If a line in the listing below includes the string "blue", pull it out.

━━━ Source data

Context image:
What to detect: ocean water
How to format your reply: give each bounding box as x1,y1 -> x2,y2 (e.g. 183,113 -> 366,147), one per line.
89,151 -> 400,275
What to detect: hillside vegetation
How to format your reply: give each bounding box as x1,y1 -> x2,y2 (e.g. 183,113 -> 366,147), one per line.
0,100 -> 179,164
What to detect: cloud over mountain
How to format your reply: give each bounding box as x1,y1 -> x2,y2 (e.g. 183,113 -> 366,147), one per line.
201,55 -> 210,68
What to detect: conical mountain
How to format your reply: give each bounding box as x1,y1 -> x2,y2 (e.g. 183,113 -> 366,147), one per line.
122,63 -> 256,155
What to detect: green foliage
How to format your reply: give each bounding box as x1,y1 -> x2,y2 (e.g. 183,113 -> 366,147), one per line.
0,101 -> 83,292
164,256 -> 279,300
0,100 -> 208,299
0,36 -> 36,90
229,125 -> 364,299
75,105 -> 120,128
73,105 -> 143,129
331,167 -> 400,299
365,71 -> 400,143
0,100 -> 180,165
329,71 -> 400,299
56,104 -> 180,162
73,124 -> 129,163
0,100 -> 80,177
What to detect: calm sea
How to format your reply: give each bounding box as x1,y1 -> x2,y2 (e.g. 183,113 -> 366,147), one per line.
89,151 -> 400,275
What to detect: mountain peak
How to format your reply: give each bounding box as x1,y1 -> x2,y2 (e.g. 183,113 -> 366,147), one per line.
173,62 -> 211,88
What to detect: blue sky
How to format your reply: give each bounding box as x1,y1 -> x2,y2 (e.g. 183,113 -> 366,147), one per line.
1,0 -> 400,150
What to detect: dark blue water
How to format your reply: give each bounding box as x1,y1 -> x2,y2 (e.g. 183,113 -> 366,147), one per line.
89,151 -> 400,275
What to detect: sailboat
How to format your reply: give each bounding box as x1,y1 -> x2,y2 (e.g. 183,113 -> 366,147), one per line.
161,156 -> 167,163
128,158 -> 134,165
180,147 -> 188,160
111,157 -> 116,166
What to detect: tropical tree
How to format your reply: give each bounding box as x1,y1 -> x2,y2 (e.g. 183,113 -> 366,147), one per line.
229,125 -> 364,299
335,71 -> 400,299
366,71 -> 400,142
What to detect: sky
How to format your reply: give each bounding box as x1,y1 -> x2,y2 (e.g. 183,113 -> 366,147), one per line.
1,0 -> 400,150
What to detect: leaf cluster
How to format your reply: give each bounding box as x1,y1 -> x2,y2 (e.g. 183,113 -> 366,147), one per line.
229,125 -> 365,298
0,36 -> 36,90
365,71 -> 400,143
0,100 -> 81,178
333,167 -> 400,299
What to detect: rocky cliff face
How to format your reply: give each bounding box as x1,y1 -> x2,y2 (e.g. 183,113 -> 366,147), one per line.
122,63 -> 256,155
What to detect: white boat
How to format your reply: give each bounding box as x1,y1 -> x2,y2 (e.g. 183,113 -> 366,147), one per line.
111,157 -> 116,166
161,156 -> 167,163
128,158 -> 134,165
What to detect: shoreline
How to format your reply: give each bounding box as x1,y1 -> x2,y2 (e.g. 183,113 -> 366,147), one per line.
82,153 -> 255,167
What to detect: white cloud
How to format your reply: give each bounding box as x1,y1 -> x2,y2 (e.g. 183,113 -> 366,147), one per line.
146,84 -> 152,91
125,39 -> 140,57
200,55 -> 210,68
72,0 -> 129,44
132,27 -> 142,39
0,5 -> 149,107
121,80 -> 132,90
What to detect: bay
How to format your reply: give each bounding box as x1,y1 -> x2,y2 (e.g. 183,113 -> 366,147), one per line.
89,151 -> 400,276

━━━━━━

● **Response area**:
What to detect: blue sky
What to detect: dark blue water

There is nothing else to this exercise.